(1) Focus On Health Not Weight Loss
Instead of focusing on calories and thinking "I must diet", say to yourself: "I'm improving my eating habits in order to improve my health and quality of life." You may even motivate yourself by calculating the reduced health insurance costs you will achieve by getting into shape. Also, be aware that while the average American male enjoys a reasonable life-span, up to a decade of this is spent in bad health. Normalizing your weight can significantly reduce this risk of ill-health in old age.
(2) Adapt Your Diet Plan To Suit You
There is no one-size-fits-all diet plan that suits every man. Furthermore, avoiding ALL your favorite foods is not a winning weight loss strategy. As long as your daily eating plan is calorie-controlled (1800-2000 calories) and includes enough nutrition, you should be able to include some occasional treats without adversely affecting your weight loss. So feel free to customize your chosen diet plan or seek a personal plan from a registered dietitian.

_Directions_
• A. Answer these from the diet advice above, one line per answer, marked (i), (ii), (iii) as the questions are.
(i) According to the text, how much of the average American male's life-span may be spent in bad health?
(ii) What daily calorie range does the text give for a calorie-controlled eating plan?
(iii) From whom does the text suggest seeking a personal diet plan?
• B. Extend the diet advice above past its final sentence, in the same numbered-tip format.

_Supplied data_
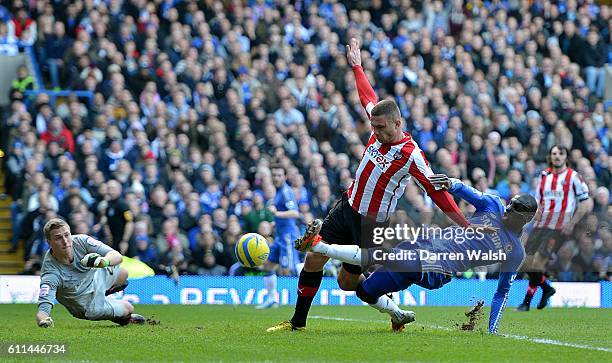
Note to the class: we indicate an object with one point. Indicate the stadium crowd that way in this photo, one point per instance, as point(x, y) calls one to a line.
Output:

_Solved problems_
• A.
(i) Up to a decade.
(ii) 1800-2000 calories.
(iii) A registered dietitian.

• B.
(3) Plan Your Dining Out
If you really want to reduce your obesity, be extra-choosy when dining out or ordering take-out food. Invest in a calorie guide and choose lighter meals. For example: (1) Do not order deep-fried food. (2) Look for lower-calorie appetizers, such as salads, non-creamy soups, fish platter. (3) Avoid main meals with sauces. Ask for them "on the side". Choose plain fish, broiled lean steak, or tomato-based pasta. (4) Make sure half your plate contains vegetables, without added oil or butter. (5) For dessert, choose any fresh fruit dish, and if offered cream say No. If these suggestions are too irksome, you should avoid eating out until you feel more comfortable about making healthy food choices.
(4) Guide To Alcohol
For many obese men, eliminating alcohol from their diet is a total No-No. So here are the facts. Read them and choose accordingly.
To begin with, alcohol contains zero nutrition. In addition, its calorie content is quite high - about 7 calories per gram. Drinking two regular Martinis a day adds up to about 117,000 calories per year - the equivalent of about 33 pounds of body fat. Two glasses of beer a day amounts to nearly as much. Another problem to consider if you are male, is the contribution that alcohol makes to your fat belly. In my experience, overweight males who give up alcohol experience an immediate reduction in their stomach size, which is very good news for their heart and overall metabolism.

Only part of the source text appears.